### Directions for this task
Substitute "spectacles" for "eyeglasses" in the rows below, from the first line up to and including the line with "pixel 399 155". Reproduce those lines with everything else unchanged.

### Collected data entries
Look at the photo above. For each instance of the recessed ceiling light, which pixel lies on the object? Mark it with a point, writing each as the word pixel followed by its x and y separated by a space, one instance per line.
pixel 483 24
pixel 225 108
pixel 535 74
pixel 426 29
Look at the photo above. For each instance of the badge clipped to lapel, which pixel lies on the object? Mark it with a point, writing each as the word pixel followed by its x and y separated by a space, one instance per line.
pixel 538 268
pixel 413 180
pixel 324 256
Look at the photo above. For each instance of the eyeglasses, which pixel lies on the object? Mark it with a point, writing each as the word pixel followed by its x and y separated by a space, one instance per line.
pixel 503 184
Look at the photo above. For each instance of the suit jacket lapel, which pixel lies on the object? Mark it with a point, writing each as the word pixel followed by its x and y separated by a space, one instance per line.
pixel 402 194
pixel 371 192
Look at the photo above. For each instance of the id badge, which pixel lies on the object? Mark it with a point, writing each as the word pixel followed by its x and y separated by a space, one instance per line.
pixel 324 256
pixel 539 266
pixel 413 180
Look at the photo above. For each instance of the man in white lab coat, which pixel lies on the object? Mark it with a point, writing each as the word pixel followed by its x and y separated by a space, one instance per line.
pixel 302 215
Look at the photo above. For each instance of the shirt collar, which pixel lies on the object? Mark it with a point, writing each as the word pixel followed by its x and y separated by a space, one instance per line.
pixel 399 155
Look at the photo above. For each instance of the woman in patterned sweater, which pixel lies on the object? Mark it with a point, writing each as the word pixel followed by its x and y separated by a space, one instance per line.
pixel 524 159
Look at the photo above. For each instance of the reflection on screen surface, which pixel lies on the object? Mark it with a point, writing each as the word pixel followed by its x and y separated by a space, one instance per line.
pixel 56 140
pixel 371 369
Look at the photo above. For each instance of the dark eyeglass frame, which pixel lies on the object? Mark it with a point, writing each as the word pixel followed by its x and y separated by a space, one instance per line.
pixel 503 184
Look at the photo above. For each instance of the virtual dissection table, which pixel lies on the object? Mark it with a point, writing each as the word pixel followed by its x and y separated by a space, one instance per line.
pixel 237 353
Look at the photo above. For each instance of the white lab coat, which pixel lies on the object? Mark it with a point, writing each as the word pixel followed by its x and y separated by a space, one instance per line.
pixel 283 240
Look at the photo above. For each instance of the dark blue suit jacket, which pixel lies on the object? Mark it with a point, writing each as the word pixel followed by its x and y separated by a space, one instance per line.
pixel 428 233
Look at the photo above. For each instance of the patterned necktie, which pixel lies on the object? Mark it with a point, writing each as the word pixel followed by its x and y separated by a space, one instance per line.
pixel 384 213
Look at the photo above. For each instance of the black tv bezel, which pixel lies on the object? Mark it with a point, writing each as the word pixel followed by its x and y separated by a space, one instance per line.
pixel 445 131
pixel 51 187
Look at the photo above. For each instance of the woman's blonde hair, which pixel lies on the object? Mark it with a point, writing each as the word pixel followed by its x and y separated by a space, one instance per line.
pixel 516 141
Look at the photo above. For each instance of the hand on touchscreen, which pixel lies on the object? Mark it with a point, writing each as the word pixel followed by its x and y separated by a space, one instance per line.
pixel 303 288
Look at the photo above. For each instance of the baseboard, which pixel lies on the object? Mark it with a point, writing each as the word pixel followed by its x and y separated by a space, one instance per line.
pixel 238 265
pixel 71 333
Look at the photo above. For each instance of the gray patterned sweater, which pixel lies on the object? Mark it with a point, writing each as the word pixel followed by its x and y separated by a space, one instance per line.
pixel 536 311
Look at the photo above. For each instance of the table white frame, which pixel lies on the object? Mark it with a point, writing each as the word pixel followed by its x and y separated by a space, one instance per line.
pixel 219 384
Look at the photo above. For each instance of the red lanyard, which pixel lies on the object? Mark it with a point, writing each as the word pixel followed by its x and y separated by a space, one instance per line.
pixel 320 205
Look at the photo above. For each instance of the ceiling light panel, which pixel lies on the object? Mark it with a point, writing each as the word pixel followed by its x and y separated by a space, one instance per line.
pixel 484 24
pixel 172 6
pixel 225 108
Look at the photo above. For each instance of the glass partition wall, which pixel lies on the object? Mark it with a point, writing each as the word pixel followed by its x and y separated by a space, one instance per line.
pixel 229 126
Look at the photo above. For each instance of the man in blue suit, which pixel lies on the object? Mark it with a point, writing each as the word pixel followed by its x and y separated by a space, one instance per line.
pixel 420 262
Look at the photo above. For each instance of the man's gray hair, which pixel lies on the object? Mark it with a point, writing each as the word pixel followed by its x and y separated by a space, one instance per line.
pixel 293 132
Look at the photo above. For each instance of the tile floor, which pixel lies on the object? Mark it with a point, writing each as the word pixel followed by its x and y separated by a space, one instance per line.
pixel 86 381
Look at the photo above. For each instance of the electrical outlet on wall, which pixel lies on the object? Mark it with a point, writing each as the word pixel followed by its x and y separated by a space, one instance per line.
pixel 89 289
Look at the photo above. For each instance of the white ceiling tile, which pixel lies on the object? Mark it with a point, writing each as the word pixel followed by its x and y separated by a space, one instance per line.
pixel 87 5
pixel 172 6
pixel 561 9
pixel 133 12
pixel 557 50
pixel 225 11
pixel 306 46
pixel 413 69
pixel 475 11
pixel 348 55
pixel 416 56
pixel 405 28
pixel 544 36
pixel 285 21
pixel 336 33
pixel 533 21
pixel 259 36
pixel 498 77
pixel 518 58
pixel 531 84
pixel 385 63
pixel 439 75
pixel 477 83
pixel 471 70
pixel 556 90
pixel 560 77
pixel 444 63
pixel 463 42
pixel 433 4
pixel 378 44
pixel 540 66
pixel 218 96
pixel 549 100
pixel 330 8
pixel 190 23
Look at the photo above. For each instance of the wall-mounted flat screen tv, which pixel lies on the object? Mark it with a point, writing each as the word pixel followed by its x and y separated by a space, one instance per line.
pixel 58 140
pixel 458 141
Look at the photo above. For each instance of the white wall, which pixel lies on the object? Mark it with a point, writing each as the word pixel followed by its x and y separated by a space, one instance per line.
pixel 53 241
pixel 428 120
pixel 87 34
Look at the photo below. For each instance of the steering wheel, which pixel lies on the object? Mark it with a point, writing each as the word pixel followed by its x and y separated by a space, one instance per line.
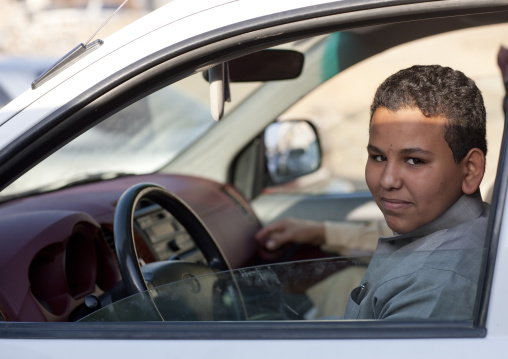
pixel 128 262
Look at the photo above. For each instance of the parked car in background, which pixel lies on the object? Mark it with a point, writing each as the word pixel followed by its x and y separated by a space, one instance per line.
pixel 136 173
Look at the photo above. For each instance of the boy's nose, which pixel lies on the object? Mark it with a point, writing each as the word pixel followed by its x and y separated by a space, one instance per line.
pixel 391 177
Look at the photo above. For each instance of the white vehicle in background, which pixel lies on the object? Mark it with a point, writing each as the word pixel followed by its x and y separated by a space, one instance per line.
pixel 213 118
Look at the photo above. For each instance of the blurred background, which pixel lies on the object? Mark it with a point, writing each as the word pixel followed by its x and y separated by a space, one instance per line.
pixel 54 27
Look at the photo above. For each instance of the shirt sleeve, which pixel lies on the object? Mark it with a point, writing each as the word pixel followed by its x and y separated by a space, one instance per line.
pixel 353 238
pixel 426 294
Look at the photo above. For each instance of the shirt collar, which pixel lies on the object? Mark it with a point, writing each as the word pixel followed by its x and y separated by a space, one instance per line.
pixel 466 208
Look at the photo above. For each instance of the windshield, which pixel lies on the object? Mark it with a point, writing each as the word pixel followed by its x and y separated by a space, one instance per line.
pixel 139 139
pixel 285 291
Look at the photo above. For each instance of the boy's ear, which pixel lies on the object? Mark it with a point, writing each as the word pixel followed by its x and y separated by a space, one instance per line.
pixel 474 169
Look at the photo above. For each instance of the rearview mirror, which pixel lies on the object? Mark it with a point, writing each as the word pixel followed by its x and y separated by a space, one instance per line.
pixel 265 65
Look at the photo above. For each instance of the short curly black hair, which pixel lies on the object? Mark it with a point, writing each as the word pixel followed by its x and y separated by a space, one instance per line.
pixel 439 91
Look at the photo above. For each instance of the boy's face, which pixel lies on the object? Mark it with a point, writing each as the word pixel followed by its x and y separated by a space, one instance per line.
pixel 410 171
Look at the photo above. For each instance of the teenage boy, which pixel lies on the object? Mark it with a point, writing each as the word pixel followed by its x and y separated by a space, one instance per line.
pixel 427 147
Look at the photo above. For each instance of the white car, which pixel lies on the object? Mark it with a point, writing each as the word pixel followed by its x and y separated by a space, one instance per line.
pixel 213 118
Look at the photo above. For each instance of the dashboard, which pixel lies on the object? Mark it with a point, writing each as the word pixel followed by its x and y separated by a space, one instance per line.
pixel 58 247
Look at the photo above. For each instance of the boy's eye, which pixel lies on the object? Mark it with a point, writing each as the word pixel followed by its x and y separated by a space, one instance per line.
pixel 414 161
pixel 378 158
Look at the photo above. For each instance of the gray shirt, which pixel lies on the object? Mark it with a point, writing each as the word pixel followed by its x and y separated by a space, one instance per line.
pixel 430 273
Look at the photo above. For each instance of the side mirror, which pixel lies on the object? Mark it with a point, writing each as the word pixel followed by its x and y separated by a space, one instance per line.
pixel 292 150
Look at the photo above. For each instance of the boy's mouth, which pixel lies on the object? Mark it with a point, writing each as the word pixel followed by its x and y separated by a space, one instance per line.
pixel 391 205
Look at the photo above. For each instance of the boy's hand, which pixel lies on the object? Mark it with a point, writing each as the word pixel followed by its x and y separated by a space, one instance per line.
pixel 288 231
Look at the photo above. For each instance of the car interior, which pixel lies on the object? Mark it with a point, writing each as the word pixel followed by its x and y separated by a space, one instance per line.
pixel 150 213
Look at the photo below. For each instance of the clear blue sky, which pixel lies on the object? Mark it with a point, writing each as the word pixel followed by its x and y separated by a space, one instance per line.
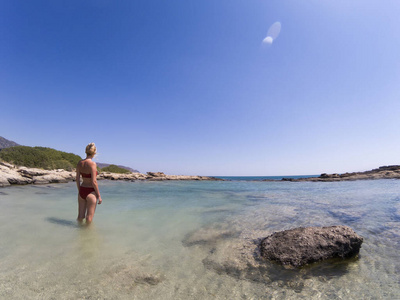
pixel 186 87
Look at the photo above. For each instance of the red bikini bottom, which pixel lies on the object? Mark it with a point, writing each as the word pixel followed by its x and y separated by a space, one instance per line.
pixel 85 191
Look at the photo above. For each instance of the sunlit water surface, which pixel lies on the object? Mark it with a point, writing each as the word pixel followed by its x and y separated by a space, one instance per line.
pixel 194 240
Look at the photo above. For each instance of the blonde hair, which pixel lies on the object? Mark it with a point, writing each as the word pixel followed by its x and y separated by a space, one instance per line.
pixel 91 149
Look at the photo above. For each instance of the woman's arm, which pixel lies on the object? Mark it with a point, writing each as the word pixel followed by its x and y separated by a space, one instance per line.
pixel 94 182
pixel 78 177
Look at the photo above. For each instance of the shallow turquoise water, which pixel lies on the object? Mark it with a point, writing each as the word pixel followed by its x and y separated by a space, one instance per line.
pixel 194 240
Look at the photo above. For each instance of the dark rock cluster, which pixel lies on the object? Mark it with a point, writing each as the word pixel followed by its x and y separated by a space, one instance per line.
pixel 300 246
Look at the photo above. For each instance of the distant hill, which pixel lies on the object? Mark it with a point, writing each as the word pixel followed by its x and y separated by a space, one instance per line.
pixel 4 143
pixel 104 165
pixel 39 157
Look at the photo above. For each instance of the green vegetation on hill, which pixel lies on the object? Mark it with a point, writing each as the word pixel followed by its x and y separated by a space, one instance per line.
pixel 114 169
pixel 39 157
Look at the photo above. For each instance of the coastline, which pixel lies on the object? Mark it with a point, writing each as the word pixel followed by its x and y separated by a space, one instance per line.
pixel 384 172
pixel 19 175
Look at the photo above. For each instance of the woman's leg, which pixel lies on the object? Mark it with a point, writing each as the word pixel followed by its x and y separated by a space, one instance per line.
pixel 81 209
pixel 91 202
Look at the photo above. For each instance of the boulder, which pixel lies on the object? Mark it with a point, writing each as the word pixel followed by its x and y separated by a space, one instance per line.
pixel 300 246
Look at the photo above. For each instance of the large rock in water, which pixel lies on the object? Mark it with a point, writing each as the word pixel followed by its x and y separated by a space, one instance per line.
pixel 300 246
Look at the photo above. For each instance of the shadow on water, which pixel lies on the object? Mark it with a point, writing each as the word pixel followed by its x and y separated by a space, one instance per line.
pixel 68 223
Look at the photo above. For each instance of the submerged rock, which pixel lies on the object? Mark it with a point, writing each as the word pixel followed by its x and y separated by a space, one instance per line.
pixel 300 246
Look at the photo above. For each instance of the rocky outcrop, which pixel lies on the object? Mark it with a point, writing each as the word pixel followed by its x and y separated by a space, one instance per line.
pixel 10 174
pixel 152 176
pixel 300 246
pixel 385 172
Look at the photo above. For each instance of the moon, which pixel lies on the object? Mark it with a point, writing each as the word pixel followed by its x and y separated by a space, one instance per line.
pixel 268 40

### Correct result
Look at the photo above. For each instance of the recessed ceiling light, which pixel lies on the object? Mark it with a point, writing each as the word pixel followed by its x and y separated by a space, one instance per line.
pixel 483 24
pixel 225 108
pixel 535 74
pixel 426 29
Look at the photo above. For each instance of the badge clipped to lapel, which pixel lies on the object? Mark it with a point, writing each as the word pixel followed by its x and y separated by a space, one instance per line.
pixel 538 268
pixel 413 180
pixel 324 256
Look at the photo above. For each instance of the spectacles, which pixel lies on the object? Mark it with a point, writing each as the word pixel followed by its x and y separated by a space, one instance per line.
pixel 503 184
Look at the photo above. For each instance of the suit jacket lapel, which pixel lies on the object? Mark it with a point, writing each as the word pixel followed by its x and y separated by a space, one instance per line.
pixel 402 194
pixel 371 192
Look at the photo above. For each instance of the id badge, which pixel lies on the object? Mark it with a point, writing each as the word pixel followed by its x and y separated by a space, one instance per line.
pixel 324 256
pixel 539 266
pixel 413 180
Look at the photo above. For each instance of the man in white lab coat, which pixel lies on the object? Mark it with a point, writing each as the word pixel followed by its x and y separated by a space, one instance per line.
pixel 302 215
Look at the photo above. For each instance of the shirt collar, which pixel lies on the object? Mark it with a point, writing each as the word pixel followed by its x and y separated by a space, one instance per line.
pixel 399 155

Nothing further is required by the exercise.